**What you will do**:
Pictures in the data must not be copied, but everything else should be output exactly.
** Opening Data for this exercise block **
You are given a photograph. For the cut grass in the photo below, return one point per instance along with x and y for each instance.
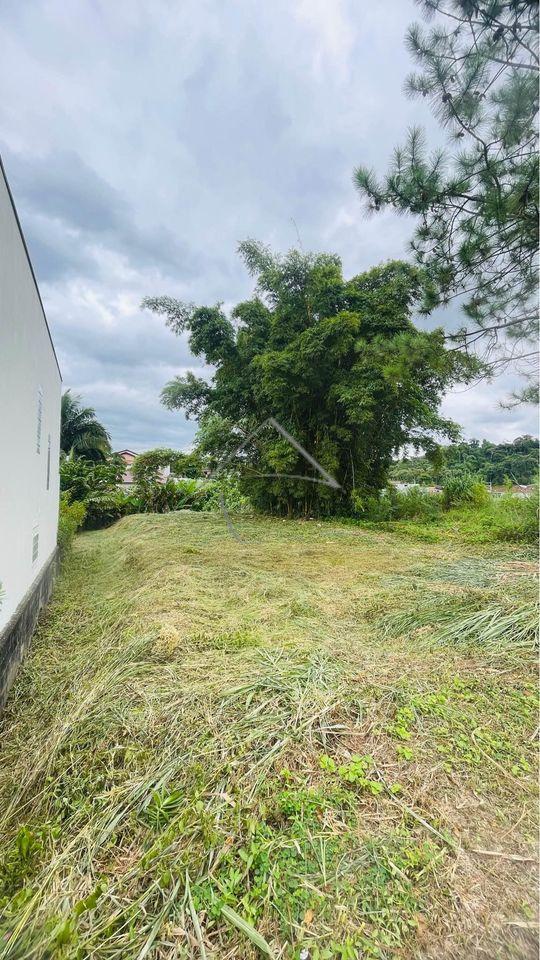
(289, 743)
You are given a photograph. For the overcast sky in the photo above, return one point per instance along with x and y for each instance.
(143, 139)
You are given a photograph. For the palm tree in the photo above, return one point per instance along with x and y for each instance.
(81, 434)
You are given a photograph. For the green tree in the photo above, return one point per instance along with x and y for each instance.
(338, 363)
(477, 209)
(81, 433)
(147, 465)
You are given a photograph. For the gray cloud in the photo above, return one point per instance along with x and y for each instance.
(143, 141)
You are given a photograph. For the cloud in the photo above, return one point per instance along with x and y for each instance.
(143, 141)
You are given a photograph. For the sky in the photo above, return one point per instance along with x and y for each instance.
(144, 140)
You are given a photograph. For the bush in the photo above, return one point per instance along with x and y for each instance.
(70, 518)
(392, 504)
(517, 518)
(80, 478)
(189, 494)
(464, 488)
(107, 506)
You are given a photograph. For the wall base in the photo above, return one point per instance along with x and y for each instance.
(16, 636)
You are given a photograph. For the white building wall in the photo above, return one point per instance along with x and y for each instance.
(29, 381)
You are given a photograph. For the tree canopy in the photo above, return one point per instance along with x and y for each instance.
(81, 433)
(476, 202)
(493, 462)
(147, 466)
(338, 363)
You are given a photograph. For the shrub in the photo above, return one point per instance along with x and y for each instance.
(392, 504)
(107, 506)
(80, 478)
(188, 494)
(517, 518)
(416, 504)
(70, 518)
(464, 488)
(147, 466)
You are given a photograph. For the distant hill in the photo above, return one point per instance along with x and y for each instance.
(494, 462)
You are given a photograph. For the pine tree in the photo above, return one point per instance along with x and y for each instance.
(477, 206)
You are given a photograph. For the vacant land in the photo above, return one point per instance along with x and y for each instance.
(317, 742)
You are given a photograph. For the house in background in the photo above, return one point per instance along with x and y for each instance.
(128, 456)
(30, 392)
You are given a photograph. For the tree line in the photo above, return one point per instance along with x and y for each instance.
(492, 462)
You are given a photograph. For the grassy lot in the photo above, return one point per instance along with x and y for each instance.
(315, 743)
** Closing Data for this exercise block **
**Written response**:
You are given a photograph. For the cut grass in the photo below, return one point per instance along with x and y for each instance.
(289, 743)
You are given a photograph. For the overcast sky in the photo above, return one point per instance along with x and y for each instance.
(143, 139)
You are given a photograph. For the palm tree in the photo above, return one point per instance along with x and y for each instance.
(81, 434)
You are given a photograph. For the green tree in the photo above, return one point per instance along with x and y for each instance.
(338, 363)
(477, 209)
(81, 433)
(147, 465)
You are given a photograph. For the gray cloud in the photo above, return one point per instance along with x and y for each instance.
(143, 141)
You are given a photograph. For the cloud in the photo above, return one point per instance along with x and y for each instance.
(143, 141)
You are given a photograph. For the sky in the photo above, return one point per instance along with x and y for each instance.
(144, 140)
You are given a photograph. For the bush in the photo above, return one point per instance along with x and y for each instance.
(70, 518)
(392, 504)
(517, 518)
(80, 478)
(189, 494)
(464, 488)
(107, 506)
You are given a photograph. For the wall base in the photo above, return one point per instance along with x and y for each instance.
(16, 636)
You are given a photograph. For the white building wall in the photo above, return one point per instance along with x and y for each instance.
(29, 381)
You are given a photograph. For the tree canopy in the photo above, return one point per instance along with x and y for each instance.
(81, 433)
(476, 202)
(493, 462)
(147, 466)
(338, 363)
You are given a photograph. For the shrub in the photo above, return one point per instance along with x and y for each instance.
(392, 504)
(107, 506)
(80, 478)
(188, 494)
(517, 518)
(416, 504)
(70, 518)
(464, 488)
(147, 466)
You are given a photograph. For the distant hill in the photo above, return one point per instance along with x and y for each instance.
(494, 462)
You are given a photograph. For the pine tree in the photo above, return one point per instance along with x and y for each instance.
(477, 206)
You are given a photograph. For the vacant land in the photo above, return one point per instance along with x and y for each instance.
(317, 742)
You are given a photograph. For the house in background in the photo above, return one point per instance along with x and y for each instance.
(128, 456)
(30, 392)
You are given a photograph. For the tree line in the photo above, return one point per instance along with x and y for each instance.
(492, 462)
You are given a photograph. For the grassy lot in the photo above, return one point per instance along with x and y for each instance.
(315, 743)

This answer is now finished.